**Stated task A**
List every abbreviation written in capital letters that appears in the excerpt on Meditative Prayer and Psalm 46.
**Stated task B**
Translate this sentence from the excerpt on Meditative Prayer and Psalm 46 into Spanish: "Remember, she’s reputed to be a great Bible teacher and yet she has totally missed what this verse of Psalm 46 is actually telling us."
**Stated task C**
Carry the excerpt on Meditative Prayer and Psalm 46 forward from its final sentence.

**Source excerpt**
--------------------

So many passages of Scripture provide a touchstone for Meditative Prayer: “Be still and know that I am God”; “Abid in my love”; “I am the Good Shepherd”; “Rejoice in the Lord always.” ((Foster, op cit. 149.))

As I close this out, for now, I’ll just point out to you that the mainstream of the professing Christian community has a serious problem as we’re witnessing more of this kind of CSMish teaching coming from supposed conservative evangelicals like Kay Arthur ((She even claims that God Himself gave her this interpretation: http://www.oneplace.com/ministries/precept/read/articles/resting-in-him-9547.html, accessed 7/5/14.)) and her PMI. Remember, she’s reputed to be a great Bible teacher ((For example, Arthur’s been promoted by the SBC appearing alongside quasi-elder Beth Moore, whom they promote heavily: http://www.lifeway.com/Article/Christian-conference-deeper-still-ends-as-began-Arthur-Moore-Shirer-Cottrell, accessed 7/5/14.))  and yet she has totally missed what this verse of Psalm 46 is actually telling us.

--------------------

**Extracted records**
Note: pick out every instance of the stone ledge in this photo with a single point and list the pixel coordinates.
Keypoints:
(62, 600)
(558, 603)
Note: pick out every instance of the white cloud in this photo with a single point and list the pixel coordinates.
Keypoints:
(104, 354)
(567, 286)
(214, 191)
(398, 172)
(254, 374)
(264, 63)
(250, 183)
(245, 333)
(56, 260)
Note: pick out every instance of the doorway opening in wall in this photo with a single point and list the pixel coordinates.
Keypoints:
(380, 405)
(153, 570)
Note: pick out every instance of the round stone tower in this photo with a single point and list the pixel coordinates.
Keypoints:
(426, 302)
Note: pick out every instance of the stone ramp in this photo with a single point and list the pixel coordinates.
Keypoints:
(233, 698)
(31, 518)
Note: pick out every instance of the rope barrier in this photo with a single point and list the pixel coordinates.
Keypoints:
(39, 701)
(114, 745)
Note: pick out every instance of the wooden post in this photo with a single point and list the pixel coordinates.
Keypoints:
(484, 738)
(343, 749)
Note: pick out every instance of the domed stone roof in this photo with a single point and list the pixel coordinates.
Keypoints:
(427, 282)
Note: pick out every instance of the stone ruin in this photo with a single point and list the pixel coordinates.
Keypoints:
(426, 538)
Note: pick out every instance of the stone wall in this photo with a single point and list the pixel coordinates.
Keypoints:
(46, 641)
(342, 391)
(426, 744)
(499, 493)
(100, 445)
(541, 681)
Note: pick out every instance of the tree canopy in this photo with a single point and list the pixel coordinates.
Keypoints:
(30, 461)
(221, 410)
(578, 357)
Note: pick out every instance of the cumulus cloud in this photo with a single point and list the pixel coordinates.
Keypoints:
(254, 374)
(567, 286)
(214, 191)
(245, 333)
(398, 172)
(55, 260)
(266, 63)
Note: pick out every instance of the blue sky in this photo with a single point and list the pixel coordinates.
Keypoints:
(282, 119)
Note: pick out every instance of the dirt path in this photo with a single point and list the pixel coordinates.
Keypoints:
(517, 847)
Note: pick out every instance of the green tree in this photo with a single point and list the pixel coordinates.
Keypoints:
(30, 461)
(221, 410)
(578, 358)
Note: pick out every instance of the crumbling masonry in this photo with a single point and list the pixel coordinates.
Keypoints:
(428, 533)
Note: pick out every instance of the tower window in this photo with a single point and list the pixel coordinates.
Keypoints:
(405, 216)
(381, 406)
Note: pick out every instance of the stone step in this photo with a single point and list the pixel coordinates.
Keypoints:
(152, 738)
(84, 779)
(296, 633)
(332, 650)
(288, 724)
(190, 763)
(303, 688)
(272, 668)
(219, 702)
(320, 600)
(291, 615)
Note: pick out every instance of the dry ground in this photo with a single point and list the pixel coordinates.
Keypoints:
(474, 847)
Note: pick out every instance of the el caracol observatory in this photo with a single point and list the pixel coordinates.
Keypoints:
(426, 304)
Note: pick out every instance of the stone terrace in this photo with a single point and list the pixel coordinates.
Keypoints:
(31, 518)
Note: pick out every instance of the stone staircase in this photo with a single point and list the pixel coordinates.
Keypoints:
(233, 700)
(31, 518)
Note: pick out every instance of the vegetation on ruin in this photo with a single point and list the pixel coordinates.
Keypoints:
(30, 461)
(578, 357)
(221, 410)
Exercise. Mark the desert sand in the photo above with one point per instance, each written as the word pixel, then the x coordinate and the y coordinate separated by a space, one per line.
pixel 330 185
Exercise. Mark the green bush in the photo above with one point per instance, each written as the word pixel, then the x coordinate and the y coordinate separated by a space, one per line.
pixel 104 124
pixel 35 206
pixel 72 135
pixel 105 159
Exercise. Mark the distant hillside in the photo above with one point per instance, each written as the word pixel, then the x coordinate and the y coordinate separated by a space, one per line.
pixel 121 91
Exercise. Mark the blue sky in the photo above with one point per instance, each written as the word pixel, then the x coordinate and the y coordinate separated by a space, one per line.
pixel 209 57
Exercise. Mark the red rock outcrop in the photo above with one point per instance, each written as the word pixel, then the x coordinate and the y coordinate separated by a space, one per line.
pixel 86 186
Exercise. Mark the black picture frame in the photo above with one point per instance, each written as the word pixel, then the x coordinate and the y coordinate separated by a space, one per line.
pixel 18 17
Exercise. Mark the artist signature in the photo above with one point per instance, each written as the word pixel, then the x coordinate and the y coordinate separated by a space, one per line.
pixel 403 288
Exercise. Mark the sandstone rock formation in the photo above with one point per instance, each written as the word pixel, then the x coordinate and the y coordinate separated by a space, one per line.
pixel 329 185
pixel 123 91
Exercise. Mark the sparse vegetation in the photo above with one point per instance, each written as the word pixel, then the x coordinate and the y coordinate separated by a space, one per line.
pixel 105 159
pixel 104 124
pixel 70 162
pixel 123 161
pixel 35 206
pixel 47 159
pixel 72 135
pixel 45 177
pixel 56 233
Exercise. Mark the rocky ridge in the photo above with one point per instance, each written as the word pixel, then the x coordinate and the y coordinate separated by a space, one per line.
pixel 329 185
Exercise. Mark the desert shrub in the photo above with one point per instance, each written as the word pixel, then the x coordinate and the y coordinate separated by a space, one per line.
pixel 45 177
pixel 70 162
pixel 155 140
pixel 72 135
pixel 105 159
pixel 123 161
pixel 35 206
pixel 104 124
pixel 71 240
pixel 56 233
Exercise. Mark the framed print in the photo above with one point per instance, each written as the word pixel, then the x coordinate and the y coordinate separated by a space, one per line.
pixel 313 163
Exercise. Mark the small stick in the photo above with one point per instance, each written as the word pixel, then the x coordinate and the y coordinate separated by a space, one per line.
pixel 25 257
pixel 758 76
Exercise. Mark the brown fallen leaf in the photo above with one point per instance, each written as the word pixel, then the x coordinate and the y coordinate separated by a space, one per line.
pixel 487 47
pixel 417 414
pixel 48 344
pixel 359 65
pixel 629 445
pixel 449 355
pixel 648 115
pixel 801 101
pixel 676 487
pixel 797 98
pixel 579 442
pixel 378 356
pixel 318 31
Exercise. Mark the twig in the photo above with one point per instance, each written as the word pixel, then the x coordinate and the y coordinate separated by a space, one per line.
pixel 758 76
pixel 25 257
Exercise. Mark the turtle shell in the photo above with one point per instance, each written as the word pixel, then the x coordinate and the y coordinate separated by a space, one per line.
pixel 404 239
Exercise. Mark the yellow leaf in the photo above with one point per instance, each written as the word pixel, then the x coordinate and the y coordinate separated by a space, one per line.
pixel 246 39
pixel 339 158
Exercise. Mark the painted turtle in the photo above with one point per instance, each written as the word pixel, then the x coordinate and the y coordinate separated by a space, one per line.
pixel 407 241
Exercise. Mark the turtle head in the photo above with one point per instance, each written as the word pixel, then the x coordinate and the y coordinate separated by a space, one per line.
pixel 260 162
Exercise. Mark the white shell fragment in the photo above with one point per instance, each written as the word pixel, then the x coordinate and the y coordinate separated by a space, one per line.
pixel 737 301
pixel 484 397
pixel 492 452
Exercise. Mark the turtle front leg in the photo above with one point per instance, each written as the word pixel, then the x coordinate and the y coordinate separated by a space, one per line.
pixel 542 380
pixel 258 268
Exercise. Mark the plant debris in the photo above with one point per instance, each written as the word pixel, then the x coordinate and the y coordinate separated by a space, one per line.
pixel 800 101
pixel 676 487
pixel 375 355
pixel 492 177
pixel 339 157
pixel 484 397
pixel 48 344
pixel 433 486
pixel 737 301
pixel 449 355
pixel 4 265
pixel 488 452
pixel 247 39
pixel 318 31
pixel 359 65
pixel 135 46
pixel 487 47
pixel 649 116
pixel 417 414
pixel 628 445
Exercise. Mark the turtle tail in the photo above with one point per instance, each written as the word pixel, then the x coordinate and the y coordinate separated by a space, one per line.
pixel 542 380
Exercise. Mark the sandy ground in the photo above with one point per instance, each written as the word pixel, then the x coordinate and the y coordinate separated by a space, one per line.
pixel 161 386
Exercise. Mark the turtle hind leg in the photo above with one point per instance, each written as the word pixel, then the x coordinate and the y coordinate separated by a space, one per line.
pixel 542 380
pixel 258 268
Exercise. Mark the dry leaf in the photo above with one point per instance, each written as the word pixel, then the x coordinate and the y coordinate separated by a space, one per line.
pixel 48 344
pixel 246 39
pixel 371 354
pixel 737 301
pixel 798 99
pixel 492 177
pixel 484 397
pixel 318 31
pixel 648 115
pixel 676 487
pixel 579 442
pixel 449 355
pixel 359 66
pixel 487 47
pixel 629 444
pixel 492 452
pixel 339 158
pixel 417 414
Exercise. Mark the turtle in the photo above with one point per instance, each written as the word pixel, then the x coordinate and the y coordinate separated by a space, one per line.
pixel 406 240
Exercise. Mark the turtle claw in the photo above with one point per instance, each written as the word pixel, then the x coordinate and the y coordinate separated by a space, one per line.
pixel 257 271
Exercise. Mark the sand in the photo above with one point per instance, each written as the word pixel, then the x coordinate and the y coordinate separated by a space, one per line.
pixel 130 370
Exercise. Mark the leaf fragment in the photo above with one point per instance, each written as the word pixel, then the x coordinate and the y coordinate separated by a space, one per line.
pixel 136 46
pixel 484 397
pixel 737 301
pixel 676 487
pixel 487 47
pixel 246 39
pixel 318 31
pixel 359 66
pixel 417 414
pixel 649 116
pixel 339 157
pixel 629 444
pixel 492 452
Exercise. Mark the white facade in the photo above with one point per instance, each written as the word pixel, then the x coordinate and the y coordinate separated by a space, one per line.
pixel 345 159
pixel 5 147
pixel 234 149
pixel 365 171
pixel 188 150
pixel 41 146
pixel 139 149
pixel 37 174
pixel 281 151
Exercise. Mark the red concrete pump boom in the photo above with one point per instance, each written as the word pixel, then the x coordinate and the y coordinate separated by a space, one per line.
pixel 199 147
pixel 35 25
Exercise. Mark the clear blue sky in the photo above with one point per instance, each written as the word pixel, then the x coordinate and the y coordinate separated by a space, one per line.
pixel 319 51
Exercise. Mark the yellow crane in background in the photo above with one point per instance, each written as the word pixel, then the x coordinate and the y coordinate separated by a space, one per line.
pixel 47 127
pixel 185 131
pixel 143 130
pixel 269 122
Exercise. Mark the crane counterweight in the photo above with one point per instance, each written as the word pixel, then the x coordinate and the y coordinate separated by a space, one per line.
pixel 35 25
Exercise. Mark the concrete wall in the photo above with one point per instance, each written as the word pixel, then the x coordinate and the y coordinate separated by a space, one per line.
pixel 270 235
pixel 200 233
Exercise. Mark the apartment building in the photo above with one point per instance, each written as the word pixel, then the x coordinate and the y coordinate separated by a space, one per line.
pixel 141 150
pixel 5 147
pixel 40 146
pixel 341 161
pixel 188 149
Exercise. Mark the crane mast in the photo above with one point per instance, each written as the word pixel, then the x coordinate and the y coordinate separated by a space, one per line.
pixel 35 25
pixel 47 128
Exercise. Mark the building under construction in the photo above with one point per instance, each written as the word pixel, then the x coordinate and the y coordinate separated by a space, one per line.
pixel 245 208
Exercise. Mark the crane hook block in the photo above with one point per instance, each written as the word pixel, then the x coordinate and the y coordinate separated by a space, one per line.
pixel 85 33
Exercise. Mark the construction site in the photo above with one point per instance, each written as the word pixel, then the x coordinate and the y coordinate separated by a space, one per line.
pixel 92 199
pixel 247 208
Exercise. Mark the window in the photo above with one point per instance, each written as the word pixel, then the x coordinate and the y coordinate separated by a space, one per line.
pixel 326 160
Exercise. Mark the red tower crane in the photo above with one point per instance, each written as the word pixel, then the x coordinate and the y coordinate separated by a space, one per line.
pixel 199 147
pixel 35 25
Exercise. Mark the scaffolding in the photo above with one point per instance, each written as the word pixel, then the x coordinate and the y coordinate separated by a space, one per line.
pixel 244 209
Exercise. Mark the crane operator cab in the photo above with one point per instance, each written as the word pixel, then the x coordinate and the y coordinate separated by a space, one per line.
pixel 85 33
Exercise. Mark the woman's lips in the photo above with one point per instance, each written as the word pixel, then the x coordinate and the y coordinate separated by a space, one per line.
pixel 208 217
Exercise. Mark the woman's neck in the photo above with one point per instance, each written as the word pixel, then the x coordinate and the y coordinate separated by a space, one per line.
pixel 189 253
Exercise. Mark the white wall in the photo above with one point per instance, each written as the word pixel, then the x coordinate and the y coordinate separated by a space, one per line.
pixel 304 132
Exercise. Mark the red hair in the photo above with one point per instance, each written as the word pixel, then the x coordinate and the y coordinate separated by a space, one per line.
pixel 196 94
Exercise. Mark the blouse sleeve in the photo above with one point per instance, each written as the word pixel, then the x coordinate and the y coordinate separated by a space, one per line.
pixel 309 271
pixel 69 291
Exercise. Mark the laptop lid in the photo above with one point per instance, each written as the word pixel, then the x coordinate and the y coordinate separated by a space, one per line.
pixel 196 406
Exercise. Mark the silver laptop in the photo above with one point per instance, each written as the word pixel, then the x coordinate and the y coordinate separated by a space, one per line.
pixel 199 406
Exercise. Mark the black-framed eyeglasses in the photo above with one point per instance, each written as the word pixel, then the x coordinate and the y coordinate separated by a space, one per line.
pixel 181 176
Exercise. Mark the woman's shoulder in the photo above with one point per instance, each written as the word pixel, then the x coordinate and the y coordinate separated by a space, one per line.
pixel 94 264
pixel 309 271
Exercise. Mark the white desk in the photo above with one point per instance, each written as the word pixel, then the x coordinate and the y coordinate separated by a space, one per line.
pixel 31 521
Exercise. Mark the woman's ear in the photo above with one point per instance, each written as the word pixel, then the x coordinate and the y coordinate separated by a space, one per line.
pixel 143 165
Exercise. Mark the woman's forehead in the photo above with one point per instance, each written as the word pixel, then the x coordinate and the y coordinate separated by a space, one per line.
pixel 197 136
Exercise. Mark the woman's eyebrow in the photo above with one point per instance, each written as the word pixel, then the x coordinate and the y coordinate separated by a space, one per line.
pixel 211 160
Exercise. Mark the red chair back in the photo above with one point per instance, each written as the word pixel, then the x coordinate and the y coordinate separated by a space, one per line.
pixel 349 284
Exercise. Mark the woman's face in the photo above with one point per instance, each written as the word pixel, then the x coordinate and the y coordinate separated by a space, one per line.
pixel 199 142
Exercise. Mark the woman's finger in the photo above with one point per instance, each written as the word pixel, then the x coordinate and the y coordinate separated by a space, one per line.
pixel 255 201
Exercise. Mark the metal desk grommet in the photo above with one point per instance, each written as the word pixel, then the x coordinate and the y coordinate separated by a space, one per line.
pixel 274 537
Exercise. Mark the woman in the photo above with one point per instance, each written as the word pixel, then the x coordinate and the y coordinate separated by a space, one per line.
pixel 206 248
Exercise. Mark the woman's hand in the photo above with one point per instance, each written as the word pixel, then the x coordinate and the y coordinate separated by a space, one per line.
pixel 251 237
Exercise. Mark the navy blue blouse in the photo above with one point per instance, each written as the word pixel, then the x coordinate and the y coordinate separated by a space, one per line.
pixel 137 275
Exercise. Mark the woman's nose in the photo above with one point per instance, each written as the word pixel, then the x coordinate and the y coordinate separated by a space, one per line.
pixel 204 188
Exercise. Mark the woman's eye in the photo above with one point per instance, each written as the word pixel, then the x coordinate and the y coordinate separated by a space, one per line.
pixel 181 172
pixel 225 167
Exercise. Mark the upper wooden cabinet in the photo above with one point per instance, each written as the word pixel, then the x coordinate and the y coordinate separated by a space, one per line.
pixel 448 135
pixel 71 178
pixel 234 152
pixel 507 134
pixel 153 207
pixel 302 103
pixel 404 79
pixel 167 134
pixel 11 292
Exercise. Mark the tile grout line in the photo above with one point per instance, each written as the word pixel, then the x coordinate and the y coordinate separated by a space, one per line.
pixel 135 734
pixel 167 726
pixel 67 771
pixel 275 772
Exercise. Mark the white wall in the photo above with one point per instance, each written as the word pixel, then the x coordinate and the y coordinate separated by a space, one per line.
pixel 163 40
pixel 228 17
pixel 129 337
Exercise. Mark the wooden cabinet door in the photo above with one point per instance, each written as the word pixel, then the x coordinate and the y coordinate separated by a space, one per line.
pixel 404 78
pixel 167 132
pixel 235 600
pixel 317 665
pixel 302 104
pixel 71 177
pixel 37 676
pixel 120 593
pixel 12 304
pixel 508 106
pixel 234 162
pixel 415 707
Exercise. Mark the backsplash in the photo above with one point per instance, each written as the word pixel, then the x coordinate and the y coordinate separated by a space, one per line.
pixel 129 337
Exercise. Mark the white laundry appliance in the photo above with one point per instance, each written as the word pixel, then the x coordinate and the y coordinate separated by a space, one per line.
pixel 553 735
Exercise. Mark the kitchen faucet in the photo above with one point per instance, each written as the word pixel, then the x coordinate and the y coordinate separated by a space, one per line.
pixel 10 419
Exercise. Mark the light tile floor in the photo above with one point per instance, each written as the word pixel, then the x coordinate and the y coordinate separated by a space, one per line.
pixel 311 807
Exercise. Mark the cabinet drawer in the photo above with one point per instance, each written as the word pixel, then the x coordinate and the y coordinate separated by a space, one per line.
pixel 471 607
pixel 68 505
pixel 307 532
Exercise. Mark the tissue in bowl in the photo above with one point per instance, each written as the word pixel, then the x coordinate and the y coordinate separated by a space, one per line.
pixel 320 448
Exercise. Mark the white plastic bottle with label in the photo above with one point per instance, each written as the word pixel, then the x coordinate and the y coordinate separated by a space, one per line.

--------------------

**Written response A**
CSM (in "CSMish"), PMI, SBC

**Written response B**
Recuerden, tiene fama de ser una gran maestra de la Biblia y, sin embargo, ha pasado por alto por completo lo que este versículo del Salmo 46 realmente nos está diciendo.

**Written response C**
Here’s some critical thought for you concerning all of this evangelical CSMish practice. It’s beyond question that CSM originated with Roman Catholic mystics. ((Though as I showed you previously in Dangers of Contemplative Spirituality/Mysticism: Lectio Divina, these practices of CSM can actually be traced to heretical hermits in the desert of Egypt circa third century; and then, this antibiblical ascetism of so-called disciplines would go on to flower in the monastic traditions of apostate Roman Catholicism.)) The fruit of their “being still and knowing God” would eventually so corrupt the Roman Catholic Church that it would become apostate; which would then lead to the Protestant Reformation and the Church of Rome condemning the very Gospel of Jesus Christ itself. ((And I already showed you year ago from the Vatican library that The Roman Catholic Church Hasn’t Changed Its Condemnation of the Gospel; the Gospel being that salvation is by God’s grace alone, through faith alone, in the finished work of Jesus Christ alone on the Cross. This is not negotiable (cf. Galatians 1:6-9) no matter how devoutly religious someone may appear to be.))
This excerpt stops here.